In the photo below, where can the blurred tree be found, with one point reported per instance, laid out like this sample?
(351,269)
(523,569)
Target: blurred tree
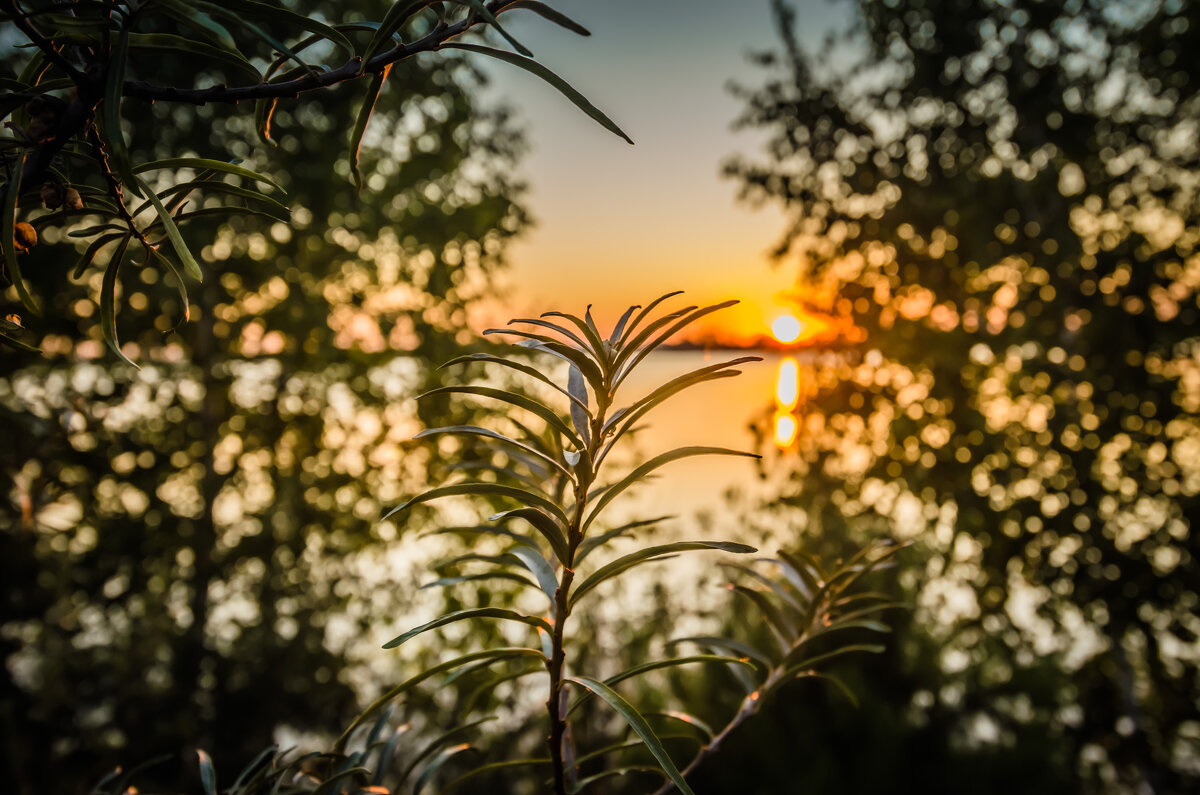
(67,150)
(1002,196)
(189,550)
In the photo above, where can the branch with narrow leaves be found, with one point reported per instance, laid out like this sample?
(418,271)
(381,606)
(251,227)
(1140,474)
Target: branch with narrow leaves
(552,462)
(77,83)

What to work on | Output all the data, exactly, without images.

Task response |
In the photo below, where can the blurred tree be found, with one point reported per instance, laid out like this sample?
(351,269)
(523,569)
Target: blurred tree
(67,150)
(1002,196)
(189,550)
In the photo above, where can the branch with narrow leaves be found, with one point reported per instance, laid out like this sample?
(418,271)
(381,606)
(251,227)
(1140,474)
Target: branch with narrow leaves
(552,462)
(77,83)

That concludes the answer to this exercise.